(Stored data)
Begin

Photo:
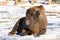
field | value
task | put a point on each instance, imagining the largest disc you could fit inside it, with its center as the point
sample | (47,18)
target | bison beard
(34,23)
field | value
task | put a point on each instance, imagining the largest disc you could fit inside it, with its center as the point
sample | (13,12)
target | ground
(10,14)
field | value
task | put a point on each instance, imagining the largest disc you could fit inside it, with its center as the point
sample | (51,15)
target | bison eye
(37,13)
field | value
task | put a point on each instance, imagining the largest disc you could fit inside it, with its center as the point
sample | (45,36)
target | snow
(13,13)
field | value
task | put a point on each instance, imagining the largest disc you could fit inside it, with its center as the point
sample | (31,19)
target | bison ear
(41,7)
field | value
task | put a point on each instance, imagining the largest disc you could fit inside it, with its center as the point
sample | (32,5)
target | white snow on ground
(10,14)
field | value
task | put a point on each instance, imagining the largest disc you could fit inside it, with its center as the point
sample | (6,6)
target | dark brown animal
(36,20)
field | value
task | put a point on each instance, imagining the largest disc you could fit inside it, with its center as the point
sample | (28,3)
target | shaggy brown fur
(35,20)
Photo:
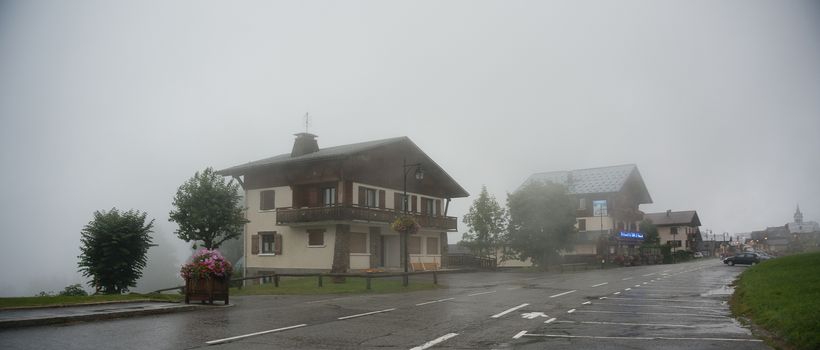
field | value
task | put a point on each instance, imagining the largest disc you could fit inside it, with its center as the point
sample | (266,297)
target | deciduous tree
(542,221)
(486,223)
(114,248)
(208,209)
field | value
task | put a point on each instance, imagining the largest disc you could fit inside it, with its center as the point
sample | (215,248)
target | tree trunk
(341,252)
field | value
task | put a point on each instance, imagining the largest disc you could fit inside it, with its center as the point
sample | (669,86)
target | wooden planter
(207,289)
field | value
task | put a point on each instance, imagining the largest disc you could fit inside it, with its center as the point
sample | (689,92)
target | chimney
(304,144)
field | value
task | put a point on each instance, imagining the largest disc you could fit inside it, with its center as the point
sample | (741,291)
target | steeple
(798,216)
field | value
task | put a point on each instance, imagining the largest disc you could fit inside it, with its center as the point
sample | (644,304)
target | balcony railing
(291,216)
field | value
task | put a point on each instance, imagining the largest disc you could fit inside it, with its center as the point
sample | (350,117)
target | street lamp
(419,175)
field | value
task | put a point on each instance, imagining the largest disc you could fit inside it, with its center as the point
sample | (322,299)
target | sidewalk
(89,312)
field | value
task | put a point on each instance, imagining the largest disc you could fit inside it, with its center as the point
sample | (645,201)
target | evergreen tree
(542,220)
(114,248)
(486,222)
(208,209)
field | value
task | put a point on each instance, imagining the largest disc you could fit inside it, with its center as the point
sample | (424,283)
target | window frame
(311,232)
(262,236)
(262,201)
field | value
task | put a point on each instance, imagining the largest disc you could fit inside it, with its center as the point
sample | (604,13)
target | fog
(115,104)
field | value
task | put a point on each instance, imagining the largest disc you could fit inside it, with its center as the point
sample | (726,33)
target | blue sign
(635,235)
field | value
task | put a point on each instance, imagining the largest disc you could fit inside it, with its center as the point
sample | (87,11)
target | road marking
(435,341)
(434,301)
(508,311)
(650,313)
(474,294)
(630,324)
(560,294)
(366,313)
(323,300)
(639,338)
(225,340)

End

__Requirements__: Without the pictures, return the entries exactly as they appear.

__Finished answer__:
Photo:
field | value
task | put a point on each instance, imagining the largest disc you could fit inside it, with its center as the point
sample | (47,18)
target | bison beard
(34,23)
field | value
task | put a point on each instance, imagining the largest disc you could fit inside it, with its center as the point
sample | (13,12)
target | ground
(10,14)
field | value
task | put a point on each instance, imagining the largest disc you could fit inside it, with its center as the point
sample | (51,15)
target | bison eye
(37,13)
field | value
task | put a point on each instance, imagining the largest disc you could fit inside it, with its center as the point
sample | (45,36)
target | snow
(13,13)
field | value
task | put a point on each instance, imagining the largest disc you could fit inside it, with its center as the point
sample | (31,19)
target | bison ear
(41,7)
field | value
task | put a point on each instance, imagining the largest disc you could fit inside it, with its center as the point
sample | (32,5)
target | white snow on ground
(10,14)
field | value
task | put a point on each instance, imagining the largest disc you could fit inside it, with its center as the point
sample | (6,6)
target | dark brown animal
(36,20)
field | value
task | put a point on each instance, imagining the largest disc you could fit inside it, with its center as the point
sample | (28,3)
target | shaggy brown fur
(35,20)
Photo:
field | value
task | put a point on each instance, imagining the largest disc you could fit inside it, with its center as the point
sample | (266,297)
target | deciduous tree
(542,221)
(486,223)
(114,248)
(208,209)
field | value
task | put a point on each instance, imagining the largest disc you could fit inside it, with its center as the point
sample | (215,248)
target | tree trunk
(341,252)
field | value
task | put a point on each instance, imagining the largest disc you could fit inside it, with its center as the point
sample | (669,86)
target | wooden planter
(207,289)
field | value
task | put a point on each instance, imagining the largest disc you could fit inside it, with its center as the point
sample | (689,92)
target | chimney
(304,144)
field | value
task | put a point on each instance, imagining the largest disc you could fit inside it, with its center as the point
sample | (741,291)
target | steeple
(798,216)
field | value
task | put a point on each instance, imagining the largest disc you could fit inside it, with its center as the point
sample | (644,304)
target | balcony railing
(291,216)
field | value
task | put a point on each instance, imagining the largest disc you could fit inside it, with its center as the point
sample | (350,117)
target | street lamp
(419,175)
field | value
task | put a point on each instance, imagining the largest disc you could fit inside it, with its center as the point
sample | (322,299)
target | sidewalk
(89,312)
field | value
task | put a point on each instance, imagining the largest disc you could fit inside it, with its center as the point
sample | (645,201)
target | evergreen tree
(542,220)
(114,248)
(486,222)
(208,209)
field | value
task | put a point on each instance, imagining the largest disc you could fit inside it, with its center as the point
sample | (424,283)
target | window frame
(311,232)
(262,236)
(262,201)
field | value
task | put a point on each instance, imagining the largest disc you could fit inside it, with its center as the point
sample | (604,13)
target | fog
(115,104)
field | value
task | put a point on each instance, imagining the largest disc you could fit inside it, with its center as the point
sample | (726,33)
target | blue sign
(635,235)
field | value
task | put a point on each instance, imagining the largest disc you could fit inside it, with its center as the point
sample | (87,11)
target | road marking
(435,341)
(434,301)
(508,311)
(650,313)
(474,294)
(630,324)
(560,294)
(366,313)
(323,300)
(639,338)
(225,340)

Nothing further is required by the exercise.